• Excerto:
A Irmã Helena Queijo quando chegou ao Haiti, em 2016, teve um choque. Parecia que estava a fazer uma viagem no tempo, de regresso ao longínquo ano de 1975 quando veio com os pais e os irmãos de Angola, juntamente com milhares de outros portugueses que fugiram face aos tumultos que já adivinhavam os tempos da longa guerra civil que estava então a começar após a independência deste país africano.

Quando a irmã, então ainda uma criança de 10 anos, chegou à aldeia dos pais, em Trás-os-Montes, deparou-se com uma realidade que desconhecia, um mundo atrasado, rural, onde não havia electricidade nem água canalizada, nem esgotos, nem casas de banho. Ela vinha de uma Angola então muito mais desenvolvida e moderna. Ficou chocada com Portugal de então, ainda muito subdesenvolvido, sem imaginar que muitos anos depois, já adulta, iria deparar-se com essa mesma realidade na região de Jacmel, no Haiti.

• Tarefas propostas:
• a. Resuma em duas frases o texto sobre a Irmã Helena Queijo.
• b. Transcreva do texto sobre a Irmã Helena Queijo o trecho que vai desde "A Irmã Helena" até "deste país africano.", inclusive.
• c. Prossiga o texto sobre a Irmã Helena Queijo a partir da última frase apresentada.

• Dados registados:
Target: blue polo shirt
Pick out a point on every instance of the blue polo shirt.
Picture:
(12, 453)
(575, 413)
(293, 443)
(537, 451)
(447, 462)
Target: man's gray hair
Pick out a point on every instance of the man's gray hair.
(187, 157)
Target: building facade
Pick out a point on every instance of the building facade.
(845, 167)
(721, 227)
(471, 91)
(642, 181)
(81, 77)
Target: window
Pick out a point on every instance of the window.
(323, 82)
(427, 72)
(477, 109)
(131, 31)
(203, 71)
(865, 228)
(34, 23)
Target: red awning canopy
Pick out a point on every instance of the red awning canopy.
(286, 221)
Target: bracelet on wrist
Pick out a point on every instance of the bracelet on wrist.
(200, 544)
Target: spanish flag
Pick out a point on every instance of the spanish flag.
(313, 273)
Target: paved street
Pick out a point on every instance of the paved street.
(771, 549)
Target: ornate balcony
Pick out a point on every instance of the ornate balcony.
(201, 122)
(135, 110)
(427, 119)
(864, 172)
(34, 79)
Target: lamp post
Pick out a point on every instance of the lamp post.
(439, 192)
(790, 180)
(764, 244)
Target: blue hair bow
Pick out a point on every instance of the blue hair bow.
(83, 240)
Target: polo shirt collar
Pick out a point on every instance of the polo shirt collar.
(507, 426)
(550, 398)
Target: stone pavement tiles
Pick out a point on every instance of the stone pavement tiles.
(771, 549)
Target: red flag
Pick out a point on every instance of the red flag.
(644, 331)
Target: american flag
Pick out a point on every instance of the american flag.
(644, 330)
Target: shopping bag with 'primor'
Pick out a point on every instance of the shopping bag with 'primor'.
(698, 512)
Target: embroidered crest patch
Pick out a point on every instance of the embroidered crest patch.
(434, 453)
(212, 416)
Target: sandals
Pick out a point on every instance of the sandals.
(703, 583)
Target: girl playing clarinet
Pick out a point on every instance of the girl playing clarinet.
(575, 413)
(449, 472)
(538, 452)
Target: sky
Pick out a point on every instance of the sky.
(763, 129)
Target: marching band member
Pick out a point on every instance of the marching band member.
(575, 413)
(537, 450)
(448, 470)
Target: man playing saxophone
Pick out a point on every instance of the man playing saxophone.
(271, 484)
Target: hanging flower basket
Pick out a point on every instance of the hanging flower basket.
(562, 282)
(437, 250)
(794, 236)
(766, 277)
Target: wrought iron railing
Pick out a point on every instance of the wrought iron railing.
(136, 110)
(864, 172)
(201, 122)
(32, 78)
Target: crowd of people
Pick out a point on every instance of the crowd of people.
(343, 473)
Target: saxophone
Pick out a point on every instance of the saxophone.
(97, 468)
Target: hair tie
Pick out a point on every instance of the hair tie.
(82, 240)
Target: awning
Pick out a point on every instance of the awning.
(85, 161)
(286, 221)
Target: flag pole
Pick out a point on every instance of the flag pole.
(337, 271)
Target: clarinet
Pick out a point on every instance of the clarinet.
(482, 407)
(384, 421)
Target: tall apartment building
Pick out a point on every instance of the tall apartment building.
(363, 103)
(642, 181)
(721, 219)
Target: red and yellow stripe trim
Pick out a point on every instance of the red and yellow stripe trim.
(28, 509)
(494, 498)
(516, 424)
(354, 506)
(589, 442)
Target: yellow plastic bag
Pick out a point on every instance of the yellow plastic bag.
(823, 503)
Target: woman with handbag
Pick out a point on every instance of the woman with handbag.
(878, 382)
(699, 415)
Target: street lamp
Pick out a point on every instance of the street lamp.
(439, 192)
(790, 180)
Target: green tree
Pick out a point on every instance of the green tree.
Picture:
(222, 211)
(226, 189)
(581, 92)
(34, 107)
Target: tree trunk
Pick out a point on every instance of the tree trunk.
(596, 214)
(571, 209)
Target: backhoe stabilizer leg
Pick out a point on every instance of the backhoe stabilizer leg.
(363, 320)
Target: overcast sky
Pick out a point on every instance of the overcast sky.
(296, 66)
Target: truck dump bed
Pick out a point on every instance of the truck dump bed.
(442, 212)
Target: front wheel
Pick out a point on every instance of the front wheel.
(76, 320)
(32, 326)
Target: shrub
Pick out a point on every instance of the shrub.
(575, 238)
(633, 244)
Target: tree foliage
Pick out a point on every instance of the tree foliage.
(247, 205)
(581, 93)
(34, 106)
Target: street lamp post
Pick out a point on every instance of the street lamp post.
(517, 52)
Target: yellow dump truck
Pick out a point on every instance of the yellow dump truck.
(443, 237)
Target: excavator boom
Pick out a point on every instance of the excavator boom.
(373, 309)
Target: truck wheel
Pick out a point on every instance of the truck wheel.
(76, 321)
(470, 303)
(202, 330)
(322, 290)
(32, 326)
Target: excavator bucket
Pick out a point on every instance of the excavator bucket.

• Problemas resolvidos:
• a. Ao chegar ao Haiti em 2016, a Irmã Helena Queijo sentiu um choque, como se voltasse a 1975, ano em que veio de Angola com os pais e os irmãos, entre milhares de portugueses que fugiram aos tumultos. Aos 10 anos, encontrou na aldeia dos pais, em Trás-os-Montes, um mundo rural e atrasado, sem electricidade, água canalizada nem esgotos, a mesma realidade que muitos anos depois viria a encontrar na região de Jacmel, no Haiti.

• b.
A Irmã Helena Queijo quando chegou ao Haiti, em 2016, teve um choque. Parecia que estava a fazer uma viagem no tempo, de regresso ao longínquo ano de 1975 quando veio com os pais e os irmãos de Angola, juntamente com milhares de outros portugueses que fugiram face aos tumultos que já adivinhavam os tempos da longa guerra civil que estava então a começar após a independência deste país africano.

• c.
Na Diocese onde a irmã esteve nove anos em missão, as pessoas vivem com medo da fome. A agricultura é de subsistência e tudo depende da chuva. Quando os tempos são de seca, falta a comida e falta quase tudo. Por ali, tal como acontecia na aldeia de Trás-os Montes, não há água canalizada, não há esgotos, nem electricidade. Os fogões são a carvão e lenha, e falta também muitas vezes o gás e a gasolina… As irmãs têm uns painéis solares e isso faz, por ali, toda a diferença, pois permite que tenham uma arca frigorífica, essencial para a conservação de alguns alimentos.

PRATELEIRAS QUASE VAZIAS

Por ali, todos se ajudam mutuamente e assim conseguem escapar à fome. Mas, mesmo assim, é difícil. E são muitos os que, em maior aperto, vão montanha acima até à casa das irmãs, para lhes bater à porta pedindo ajuda, pedindo um naco de comida, alguma coisa… “Se a chuva não vem, começa a sentir-se que o povo não tem o que comer. E sentimos que as pessoas vêm mais pedir à nossa casa. Vêm pedir um bocado de arroz, um bocado de feijão. Todas as pessoas que batem à porta a pedir qualquer coisa, nunca vão de mãos vazias. Mesmo que seja só um bocadinho, porque não podemos dar tudo. Também temos que partilhar com os outros”, explica a irmã.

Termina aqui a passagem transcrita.